Problem statement:
Copy verbatim the lines of the listing, beginning at the line that contains "Target: city skyline" and ending with the final line of the listing.

(Segmentation data)

----

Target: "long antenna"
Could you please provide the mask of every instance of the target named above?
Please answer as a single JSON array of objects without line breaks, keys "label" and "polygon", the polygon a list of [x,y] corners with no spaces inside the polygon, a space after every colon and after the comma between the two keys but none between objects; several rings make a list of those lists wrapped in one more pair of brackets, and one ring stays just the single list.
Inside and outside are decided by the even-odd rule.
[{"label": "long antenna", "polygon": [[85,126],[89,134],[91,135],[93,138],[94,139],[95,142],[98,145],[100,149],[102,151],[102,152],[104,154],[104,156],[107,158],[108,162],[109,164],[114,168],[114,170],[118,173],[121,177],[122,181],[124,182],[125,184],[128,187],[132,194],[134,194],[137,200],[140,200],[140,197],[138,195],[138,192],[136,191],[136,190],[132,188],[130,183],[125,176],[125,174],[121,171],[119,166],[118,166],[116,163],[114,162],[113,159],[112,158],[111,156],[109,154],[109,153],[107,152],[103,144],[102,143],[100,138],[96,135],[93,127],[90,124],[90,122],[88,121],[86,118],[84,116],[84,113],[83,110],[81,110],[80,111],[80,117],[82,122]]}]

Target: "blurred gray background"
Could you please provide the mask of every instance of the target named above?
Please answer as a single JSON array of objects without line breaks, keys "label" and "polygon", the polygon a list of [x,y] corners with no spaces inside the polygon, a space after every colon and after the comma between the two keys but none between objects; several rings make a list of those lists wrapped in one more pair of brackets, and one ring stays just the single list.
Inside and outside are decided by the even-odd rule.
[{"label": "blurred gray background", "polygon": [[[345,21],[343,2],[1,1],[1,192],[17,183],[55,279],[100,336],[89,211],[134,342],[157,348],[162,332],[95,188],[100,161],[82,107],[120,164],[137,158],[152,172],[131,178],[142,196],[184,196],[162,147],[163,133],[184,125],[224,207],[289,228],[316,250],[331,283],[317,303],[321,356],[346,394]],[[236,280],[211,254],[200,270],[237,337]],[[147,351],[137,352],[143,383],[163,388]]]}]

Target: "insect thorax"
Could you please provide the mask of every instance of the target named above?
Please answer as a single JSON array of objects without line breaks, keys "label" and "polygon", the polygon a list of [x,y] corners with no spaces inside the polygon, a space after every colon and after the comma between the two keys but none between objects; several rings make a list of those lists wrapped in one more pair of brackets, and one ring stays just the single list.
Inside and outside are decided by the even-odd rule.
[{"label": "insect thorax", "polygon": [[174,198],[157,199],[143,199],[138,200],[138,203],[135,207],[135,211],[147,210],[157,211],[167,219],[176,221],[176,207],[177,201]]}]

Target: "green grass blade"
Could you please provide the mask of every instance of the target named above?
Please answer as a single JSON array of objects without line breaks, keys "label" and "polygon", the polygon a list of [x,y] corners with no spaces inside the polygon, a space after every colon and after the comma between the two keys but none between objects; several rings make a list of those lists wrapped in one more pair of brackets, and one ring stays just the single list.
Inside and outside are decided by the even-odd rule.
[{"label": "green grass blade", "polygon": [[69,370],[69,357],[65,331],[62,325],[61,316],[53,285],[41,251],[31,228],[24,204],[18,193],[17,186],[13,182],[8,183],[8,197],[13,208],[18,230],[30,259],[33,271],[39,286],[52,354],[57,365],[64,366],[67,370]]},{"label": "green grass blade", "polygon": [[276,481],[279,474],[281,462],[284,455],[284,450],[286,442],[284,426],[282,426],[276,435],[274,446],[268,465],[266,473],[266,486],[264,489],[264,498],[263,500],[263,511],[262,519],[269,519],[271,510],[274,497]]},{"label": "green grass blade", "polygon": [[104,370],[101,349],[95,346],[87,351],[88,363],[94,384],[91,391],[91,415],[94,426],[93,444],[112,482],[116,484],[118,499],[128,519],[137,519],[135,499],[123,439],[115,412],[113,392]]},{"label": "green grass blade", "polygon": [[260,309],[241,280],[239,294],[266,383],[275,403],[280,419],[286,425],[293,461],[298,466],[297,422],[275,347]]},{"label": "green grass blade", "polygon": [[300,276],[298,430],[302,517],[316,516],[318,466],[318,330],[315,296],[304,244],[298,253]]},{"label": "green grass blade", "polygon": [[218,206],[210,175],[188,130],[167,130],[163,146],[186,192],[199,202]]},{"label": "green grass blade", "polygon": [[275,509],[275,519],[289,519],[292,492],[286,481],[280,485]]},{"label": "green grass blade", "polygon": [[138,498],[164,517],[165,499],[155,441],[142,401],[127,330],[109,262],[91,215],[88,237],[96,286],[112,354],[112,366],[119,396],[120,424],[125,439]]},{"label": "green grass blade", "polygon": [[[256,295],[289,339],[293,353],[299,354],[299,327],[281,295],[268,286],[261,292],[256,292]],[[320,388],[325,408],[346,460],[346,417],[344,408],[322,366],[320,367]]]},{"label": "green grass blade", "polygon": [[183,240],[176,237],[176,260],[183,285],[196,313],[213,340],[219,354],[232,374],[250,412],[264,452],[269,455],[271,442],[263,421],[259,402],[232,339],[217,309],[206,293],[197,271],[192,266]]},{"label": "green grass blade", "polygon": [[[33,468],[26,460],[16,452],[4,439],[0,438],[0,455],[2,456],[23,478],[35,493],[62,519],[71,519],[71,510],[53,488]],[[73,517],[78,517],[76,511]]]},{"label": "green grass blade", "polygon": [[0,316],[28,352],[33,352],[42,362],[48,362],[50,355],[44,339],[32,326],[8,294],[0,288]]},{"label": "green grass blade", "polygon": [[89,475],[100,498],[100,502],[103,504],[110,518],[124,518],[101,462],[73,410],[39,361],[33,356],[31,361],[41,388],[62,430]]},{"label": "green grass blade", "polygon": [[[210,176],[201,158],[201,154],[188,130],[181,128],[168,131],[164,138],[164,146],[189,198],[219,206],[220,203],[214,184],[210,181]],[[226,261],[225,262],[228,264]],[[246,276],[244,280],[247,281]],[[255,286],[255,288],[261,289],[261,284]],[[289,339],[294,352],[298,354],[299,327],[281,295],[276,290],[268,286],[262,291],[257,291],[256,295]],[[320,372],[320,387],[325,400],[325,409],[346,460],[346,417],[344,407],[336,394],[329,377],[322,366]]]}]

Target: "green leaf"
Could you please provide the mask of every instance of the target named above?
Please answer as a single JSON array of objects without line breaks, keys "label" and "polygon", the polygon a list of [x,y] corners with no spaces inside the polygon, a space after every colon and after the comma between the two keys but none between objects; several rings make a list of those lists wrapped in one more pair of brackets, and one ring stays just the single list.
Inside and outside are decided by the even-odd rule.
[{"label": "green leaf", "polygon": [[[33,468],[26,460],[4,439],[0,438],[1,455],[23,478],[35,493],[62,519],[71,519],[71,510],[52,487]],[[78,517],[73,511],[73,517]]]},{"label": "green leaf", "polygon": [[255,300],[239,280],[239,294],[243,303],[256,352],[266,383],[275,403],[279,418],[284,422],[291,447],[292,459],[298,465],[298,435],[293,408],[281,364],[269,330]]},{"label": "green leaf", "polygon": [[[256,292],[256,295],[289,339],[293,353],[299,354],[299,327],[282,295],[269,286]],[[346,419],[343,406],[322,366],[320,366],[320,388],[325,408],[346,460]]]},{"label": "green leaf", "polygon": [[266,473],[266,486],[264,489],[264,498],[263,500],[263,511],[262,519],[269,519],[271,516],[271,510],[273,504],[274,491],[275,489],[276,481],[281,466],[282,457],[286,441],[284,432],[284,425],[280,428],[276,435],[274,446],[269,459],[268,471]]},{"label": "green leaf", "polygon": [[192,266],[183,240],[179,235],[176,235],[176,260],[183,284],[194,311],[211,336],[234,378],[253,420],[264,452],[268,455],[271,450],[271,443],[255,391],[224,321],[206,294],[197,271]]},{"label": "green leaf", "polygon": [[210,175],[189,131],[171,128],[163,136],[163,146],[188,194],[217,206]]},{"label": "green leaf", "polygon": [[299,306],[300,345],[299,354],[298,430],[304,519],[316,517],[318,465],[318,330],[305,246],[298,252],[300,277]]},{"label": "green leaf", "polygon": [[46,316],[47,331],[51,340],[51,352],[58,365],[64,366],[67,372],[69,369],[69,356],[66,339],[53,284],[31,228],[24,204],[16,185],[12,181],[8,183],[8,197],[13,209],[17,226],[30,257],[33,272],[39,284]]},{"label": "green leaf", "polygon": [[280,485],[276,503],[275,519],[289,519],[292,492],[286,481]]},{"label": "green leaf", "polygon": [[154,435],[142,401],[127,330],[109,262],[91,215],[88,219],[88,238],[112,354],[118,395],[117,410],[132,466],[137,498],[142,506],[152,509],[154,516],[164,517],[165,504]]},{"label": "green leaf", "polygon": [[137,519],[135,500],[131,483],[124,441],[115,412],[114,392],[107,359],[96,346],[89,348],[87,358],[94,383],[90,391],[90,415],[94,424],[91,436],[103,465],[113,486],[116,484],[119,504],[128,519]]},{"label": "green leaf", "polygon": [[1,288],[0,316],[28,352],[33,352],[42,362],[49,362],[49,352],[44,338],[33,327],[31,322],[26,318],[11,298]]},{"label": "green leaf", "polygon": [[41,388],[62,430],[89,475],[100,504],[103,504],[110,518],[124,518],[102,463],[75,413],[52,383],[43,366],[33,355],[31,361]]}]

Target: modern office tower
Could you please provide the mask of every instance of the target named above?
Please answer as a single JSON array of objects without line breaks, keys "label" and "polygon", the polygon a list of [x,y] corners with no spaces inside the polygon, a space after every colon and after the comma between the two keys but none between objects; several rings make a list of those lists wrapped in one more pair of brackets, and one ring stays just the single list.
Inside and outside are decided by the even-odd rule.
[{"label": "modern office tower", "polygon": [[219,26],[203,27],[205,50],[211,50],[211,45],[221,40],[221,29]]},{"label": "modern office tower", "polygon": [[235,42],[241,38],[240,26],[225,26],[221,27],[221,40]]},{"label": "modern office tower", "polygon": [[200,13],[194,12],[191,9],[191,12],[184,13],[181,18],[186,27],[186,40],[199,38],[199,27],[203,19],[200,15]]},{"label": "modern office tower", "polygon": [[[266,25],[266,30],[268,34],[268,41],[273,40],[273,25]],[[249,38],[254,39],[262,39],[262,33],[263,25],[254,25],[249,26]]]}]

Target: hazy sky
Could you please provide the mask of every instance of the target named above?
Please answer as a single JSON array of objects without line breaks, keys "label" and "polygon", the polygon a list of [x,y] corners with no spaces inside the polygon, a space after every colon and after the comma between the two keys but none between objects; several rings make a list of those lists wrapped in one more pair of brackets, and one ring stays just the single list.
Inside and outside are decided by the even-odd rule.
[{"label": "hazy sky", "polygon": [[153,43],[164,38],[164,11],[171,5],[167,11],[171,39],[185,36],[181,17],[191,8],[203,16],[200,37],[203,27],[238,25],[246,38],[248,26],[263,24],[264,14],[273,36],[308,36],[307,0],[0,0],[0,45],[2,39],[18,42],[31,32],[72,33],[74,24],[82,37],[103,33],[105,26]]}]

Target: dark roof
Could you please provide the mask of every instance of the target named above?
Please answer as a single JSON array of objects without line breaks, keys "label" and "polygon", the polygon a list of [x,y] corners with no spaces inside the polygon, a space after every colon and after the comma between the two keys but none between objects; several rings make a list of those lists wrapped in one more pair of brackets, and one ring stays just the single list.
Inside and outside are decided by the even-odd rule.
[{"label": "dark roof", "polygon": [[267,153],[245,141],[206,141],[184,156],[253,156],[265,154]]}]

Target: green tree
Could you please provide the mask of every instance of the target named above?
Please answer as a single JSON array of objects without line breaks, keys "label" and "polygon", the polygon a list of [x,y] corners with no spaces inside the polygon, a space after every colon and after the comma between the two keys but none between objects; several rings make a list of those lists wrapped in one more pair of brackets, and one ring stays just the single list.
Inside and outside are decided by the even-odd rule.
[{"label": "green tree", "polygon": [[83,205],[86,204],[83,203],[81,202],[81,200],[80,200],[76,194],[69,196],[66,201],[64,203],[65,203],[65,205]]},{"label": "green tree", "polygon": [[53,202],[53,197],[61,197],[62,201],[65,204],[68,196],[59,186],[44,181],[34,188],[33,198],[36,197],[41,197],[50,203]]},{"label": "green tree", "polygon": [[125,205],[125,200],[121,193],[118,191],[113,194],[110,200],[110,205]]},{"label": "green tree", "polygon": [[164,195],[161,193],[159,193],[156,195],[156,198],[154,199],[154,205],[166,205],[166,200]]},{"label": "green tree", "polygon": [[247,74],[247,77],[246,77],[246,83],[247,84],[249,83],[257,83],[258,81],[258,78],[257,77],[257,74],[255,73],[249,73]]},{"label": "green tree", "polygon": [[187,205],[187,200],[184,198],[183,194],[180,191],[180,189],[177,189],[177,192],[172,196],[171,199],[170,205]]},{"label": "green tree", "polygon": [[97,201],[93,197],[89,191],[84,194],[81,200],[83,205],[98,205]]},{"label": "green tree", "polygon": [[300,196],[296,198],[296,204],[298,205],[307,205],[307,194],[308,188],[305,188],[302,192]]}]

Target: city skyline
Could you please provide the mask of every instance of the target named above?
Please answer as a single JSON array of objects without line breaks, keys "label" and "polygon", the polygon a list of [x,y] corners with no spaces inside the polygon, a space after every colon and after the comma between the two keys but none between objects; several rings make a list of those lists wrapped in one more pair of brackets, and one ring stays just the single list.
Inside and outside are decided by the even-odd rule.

----

The reply:
Target: city skyline
Could you please provide the mask of every instance of the target named above?
Please answer as a single JSON array of objects without line breaks, keys "label" and "polygon", the polygon a list of [x,y] corners with no spaces inside the polygon, a space after every colon and after the comma between the two keys but none between objects; several rings make a list of those lists wrapped in one more pair of brackets, and one ring stays just the single list.
Inside and outside are decided by the even-odd rule.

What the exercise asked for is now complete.